→ ASSIGNED TASK 1:
Decide whether each statement agrees with the Guantánamo wildfire report: (a) A Cuban helicopter dropped water on part of the fire. (b) Several people were injured in the fire. (c) Flights to the base were canceled for Friday. Answer yes or no for each, quoting the deciding words of the report.
→ ASSIGNED TASK 2:
Extract everything in the Guantánamo wildfire report from "Throughout the day, base" down to "scouting the scene.".
→ ASSIGNED TASK 3:
Write what comes next in the Guantánamo wildfire report, starting after its final sentence.
[[ TEXT SECTION open ]]
A wildfire ignited mines laid by the Cuban military decades ago and jumped the fence line at the U.S. Navy base at Guantánamo Bay on Thursday, threatening buildings and forcing evacuations of six neighborhoods for much of the day.

No one was injured, base spokeswoman Julie Ann Ripley said. In a rare instance of U.S.-Cuban collaboration, a Cuban helicopter flew over the fence line to the U.S.-controlled base and dumped water on some of the fire. Cuban security forces also “provided personnel and some trucks,” Ripley said, “so that was very, very helpful.”

She said the assistance was provided under an agreement for “mutual support that we have during natural or manmade disasters.”

Throughout the day, base firetrucks rushed up and down Sherman Avenue, the base’s main street, with sirens wailing. Navy and Air Force engineers as well as base public works crews widened roads and built “fire breaks” to prevent flames from crossing into neighborhoods, and Navy C-12 aircraft flew overhead scouting the scene.

By 8 p.m., the base commander, Navy Capt. Dave Culpepper, assured residents over Radio Gitmo that, after collaboration with Cuban counterparts across the 17.4-mile fence line, the fire was “contained on all fronts.”

Navy firefighters were on the job into the night “working those hotspots and making sure we don’t have any reflash,” he said. But Culpepper declared the situation safe enough to let evacuated troops and families return home, in one instance after power workers restored electricity to the Tierra Kay townhouses on the road to the Detention Center Zone.

Flights were expected to arrive as normal on the base Friday and Saturday, he said.
[[ TEXT SECTION closed ]]
[[ GIVEN ENTRIES open ]]
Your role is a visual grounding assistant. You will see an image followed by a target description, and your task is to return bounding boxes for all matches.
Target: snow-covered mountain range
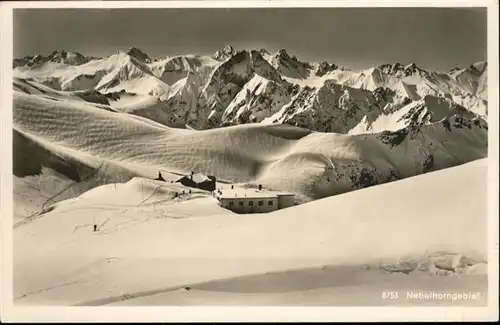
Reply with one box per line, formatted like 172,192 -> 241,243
14,46 -> 488,133
13,46 -> 488,216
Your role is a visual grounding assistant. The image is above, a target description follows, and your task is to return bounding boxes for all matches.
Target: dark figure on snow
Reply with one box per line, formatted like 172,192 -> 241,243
156,172 -> 165,181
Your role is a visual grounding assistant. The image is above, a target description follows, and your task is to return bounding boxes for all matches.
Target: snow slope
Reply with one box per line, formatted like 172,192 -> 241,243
14,159 -> 487,305
13,91 -> 487,219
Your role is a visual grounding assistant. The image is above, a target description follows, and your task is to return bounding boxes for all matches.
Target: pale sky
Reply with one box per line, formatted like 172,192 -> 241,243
13,8 -> 487,71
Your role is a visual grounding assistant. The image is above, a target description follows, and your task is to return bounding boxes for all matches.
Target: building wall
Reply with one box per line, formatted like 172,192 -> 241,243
220,197 -> 278,213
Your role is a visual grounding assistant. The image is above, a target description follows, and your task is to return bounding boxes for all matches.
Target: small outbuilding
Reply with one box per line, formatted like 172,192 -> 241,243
216,187 -> 295,213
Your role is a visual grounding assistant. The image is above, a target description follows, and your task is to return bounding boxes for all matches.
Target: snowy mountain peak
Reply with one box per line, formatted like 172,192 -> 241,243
127,47 -> 151,63
13,50 -> 90,68
316,61 -> 338,77
378,62 -> 426,77
212,45 -> 236,61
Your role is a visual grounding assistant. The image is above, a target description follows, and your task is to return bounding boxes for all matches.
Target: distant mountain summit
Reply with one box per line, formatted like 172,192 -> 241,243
13,50 -> 90,68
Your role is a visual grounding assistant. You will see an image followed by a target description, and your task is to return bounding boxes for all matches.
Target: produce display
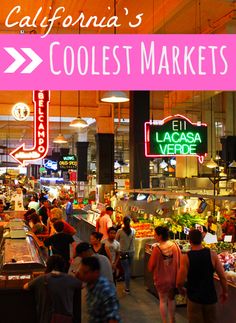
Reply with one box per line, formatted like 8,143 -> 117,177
131,223 -> 154,238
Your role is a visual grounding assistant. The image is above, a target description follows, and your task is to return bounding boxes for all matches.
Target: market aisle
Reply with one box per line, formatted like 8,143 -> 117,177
82,278 -> 187,323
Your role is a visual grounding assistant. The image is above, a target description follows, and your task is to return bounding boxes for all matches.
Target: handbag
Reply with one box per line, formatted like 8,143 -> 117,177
44,274 -> 73,323
120,235 -> 134,260
120,252 -> 129,260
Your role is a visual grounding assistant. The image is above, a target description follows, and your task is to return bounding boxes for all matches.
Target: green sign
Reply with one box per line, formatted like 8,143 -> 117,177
145,115 -> 207,162
58,155 -> 78,170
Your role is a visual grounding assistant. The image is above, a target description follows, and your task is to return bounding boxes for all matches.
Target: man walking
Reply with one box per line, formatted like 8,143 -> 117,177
177,229 -> 228,323
79,257 -> 121,323
98,206 -> 114,239
69,242 -> 113,283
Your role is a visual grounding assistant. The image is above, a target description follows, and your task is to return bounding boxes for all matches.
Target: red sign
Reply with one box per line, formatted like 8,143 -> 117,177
10,90 -> 50,165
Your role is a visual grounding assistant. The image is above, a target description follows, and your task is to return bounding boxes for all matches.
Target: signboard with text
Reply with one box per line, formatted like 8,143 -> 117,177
10,90 -> 50,165
145,114 -> 207,162
58,155 -> 78,170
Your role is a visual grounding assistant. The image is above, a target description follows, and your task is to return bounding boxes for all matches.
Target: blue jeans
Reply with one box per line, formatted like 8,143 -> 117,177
120,252 -> 134,289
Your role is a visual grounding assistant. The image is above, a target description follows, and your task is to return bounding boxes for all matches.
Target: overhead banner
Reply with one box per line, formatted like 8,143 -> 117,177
145,114 -> 207,162
0,34 -> 236,91
10,90 -> 50,165
58,155 -> 78,171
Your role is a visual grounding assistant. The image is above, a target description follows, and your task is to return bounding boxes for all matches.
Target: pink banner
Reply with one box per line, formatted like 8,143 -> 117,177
0,34 -> 236,90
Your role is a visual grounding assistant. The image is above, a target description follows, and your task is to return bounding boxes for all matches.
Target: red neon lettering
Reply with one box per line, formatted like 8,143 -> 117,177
10,91 -> 50,164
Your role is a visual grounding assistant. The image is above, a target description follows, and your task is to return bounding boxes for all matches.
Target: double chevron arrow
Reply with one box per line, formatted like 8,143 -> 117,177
4,47 -> 43,74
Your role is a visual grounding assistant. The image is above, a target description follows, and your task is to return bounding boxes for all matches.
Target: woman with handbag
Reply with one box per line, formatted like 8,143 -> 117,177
116,216 -> 135,294
148,226 -> 180,323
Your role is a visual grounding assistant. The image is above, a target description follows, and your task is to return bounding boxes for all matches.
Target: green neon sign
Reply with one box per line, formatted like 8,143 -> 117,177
145,115 -> 207,160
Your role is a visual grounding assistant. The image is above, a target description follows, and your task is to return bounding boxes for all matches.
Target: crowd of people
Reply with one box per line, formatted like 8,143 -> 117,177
0,197 -> 230,323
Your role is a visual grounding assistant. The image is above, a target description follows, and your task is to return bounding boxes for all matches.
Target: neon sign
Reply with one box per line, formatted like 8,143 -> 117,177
145,114 -> 207,162
59,155 -> 78,170
10,90 -> 50,165
12,102 -> 30,121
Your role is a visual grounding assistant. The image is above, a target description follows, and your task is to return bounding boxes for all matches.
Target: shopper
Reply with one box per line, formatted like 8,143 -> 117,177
116,216 -> 135,294
48,207 -> 76,236
103,227 -> 120,283
79,257 -> 121,323
24,255 -> 81,323
177,229 -> 228,323
23,209 -> 36,225
44,221 -> 74,271
148,226 -> 180,323
66,197 -> 74,222
37,197 -> 50,225
29,212 -> 48,235
69,242 -> 113,283
90,231 -> 111,261
97,206 -> 114,239
206,215 -> 216,234
222,216 -> 236,243
28,194 -> 39,211
0,202 -> 9,221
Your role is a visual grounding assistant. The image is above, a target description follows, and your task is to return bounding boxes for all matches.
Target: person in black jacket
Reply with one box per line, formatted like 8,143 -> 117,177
44,221 -> 74,271
177,229 -> 228,323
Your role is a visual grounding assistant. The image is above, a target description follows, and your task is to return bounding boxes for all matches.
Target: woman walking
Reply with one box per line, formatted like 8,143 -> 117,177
116,216 -> 135,294
148,226 -> 180,323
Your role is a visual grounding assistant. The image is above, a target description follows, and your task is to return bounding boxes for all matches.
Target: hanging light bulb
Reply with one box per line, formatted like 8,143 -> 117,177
136,193 -> 147,201
101,91 -> 129,103
170,158 -> 176,166
53,91 -> 68,144
53,133 -> 68,144
229,160 -> 236,168
69,91 -> 88,128
159,160 -> 168,168
206,158 -> 218,168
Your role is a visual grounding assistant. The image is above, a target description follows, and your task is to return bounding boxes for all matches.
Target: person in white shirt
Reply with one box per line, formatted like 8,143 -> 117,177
103,227 -> 120,282
116,216 -> 136,294
69,242 -> 114,283
97,206 -> 114,240
28,195 -> 39,211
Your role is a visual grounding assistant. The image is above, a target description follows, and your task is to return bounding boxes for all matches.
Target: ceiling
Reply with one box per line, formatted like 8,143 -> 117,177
0,0 -> 236,159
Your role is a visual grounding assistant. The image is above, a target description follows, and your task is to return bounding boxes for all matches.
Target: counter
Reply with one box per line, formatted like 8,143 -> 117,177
215,277 -> 236,323
0,225 -> 47,288
144,245 -> 236,316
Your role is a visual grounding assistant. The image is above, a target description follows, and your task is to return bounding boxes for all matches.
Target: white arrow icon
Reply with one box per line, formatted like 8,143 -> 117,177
4,47 -> 43,74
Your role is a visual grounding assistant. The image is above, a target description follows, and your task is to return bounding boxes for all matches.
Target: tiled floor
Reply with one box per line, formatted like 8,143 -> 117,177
82,278 -> 187,323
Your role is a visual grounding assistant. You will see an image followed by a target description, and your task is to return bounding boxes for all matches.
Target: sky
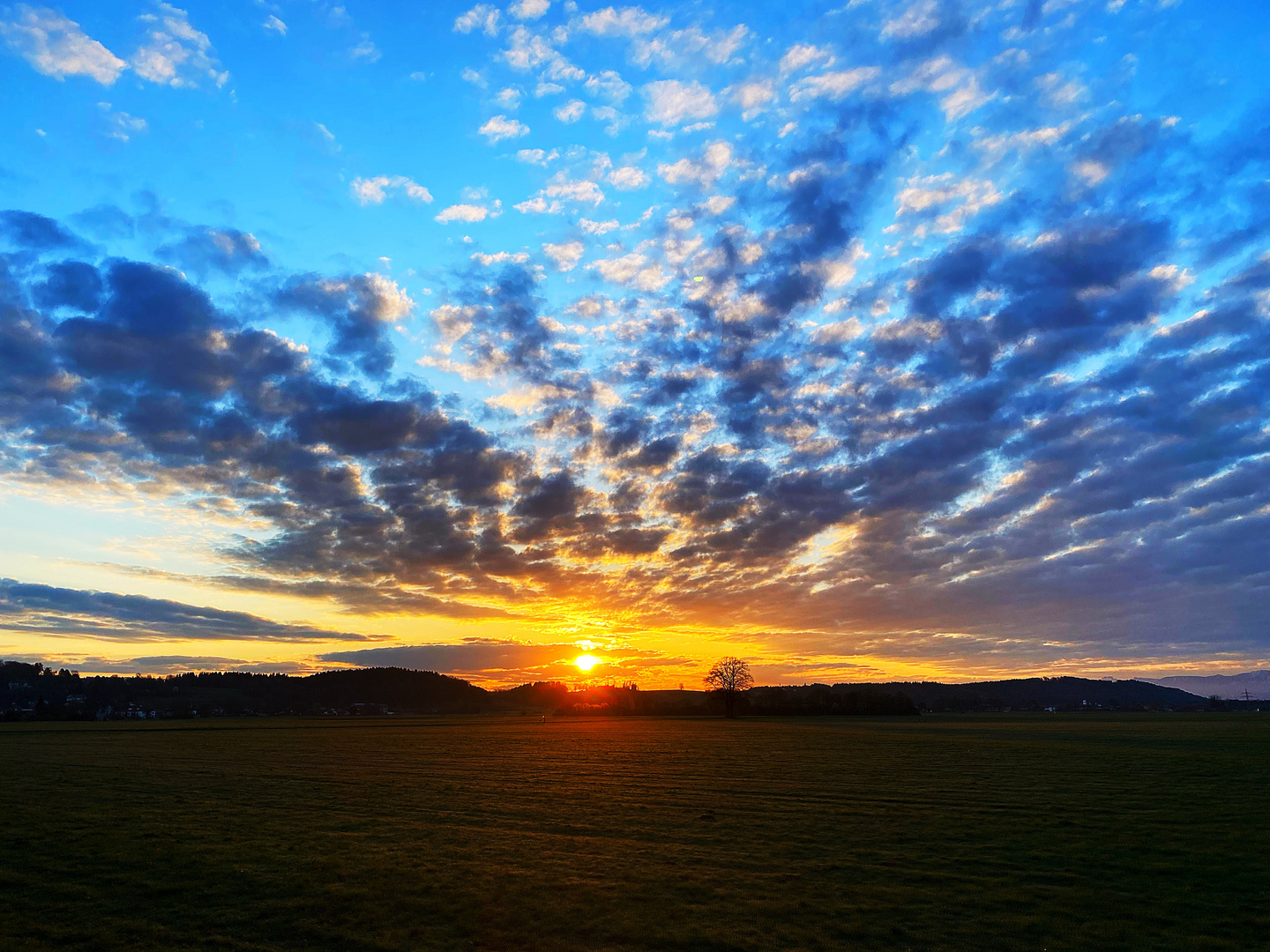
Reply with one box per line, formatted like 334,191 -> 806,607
0,0 -> 1270,688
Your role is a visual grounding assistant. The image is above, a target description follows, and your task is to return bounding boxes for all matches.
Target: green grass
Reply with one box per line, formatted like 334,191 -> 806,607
0,715 -> 1270,952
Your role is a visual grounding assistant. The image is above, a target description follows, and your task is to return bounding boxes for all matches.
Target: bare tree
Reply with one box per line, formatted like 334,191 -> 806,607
702,658 -> 754,718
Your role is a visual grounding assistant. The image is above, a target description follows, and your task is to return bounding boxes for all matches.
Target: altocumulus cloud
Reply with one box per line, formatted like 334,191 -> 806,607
0,4 -> 1270,670
0,579 -> 385,643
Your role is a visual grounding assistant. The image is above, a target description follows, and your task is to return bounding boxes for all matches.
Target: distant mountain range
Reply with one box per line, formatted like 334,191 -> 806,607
7,661 -> 1249,719
1138,667 -> 1270,701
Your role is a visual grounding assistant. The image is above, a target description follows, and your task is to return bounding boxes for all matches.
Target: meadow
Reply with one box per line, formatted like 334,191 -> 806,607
0,713 -> 1270,952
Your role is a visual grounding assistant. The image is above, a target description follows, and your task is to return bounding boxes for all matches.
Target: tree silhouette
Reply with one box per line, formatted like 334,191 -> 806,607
[[ GIVEN ENTRIES closed ]]
→ FINAL ANSWER 1:
(a) Yes: "a Cuban helicopter flew over the fence line to the U.S.-controlled base and dumped water on some of the fire"
(b) No: "No one was injured"
(c) No: "Flights were expected to arrive as normal on the base Friday and Saturday"

→ FINAL ANSWER 2:
Throughout the day, base firetrucks rushed up and down Sherman Avenue, the base’s main street, with sirens wailing. Navy and Air Force engineers as well as base public works crews widened roads and built “fire breaks” to prevent flames from crossing into neighborhoods, and Navy C-12 aircraft flew overhead scouting the scene.

→ FINAL ANSWER 3:
Earlier in the day, base security officials shut down the road leading to the Detention Center Zone, cutting off the main part of the outpost from the base within the base where the Pentagon holds 41 war-on-terror detainees.

“You can’t see the fire, but you can see a lot of smoke,” American Civil Liberties Union attorney Denny LeBoeuf said by telephone soon after arriving on the base Thursday. She wondered whether the remote base, which plans extensively for Caribbean hurricanes, also had a way to evacuate war-on-terror detainees from their secret maximum-security prison.

Ripley said the fires started Wednesday and “came over from the Cuba side. It was originally under control and contained.” But shifting winds Thursday strengthened the fire, forcing evacuations of hundreds of people from six base housing areas where some of the 5,500 people on the base live in suburban-style housing.

In an afternoon broadcast Culpepper told residents who had been awaken by explosions in the night Wednesday that it was “a bunch of ordnance going off” — mines exploding from the fire and heat on the Cuba side of the fence.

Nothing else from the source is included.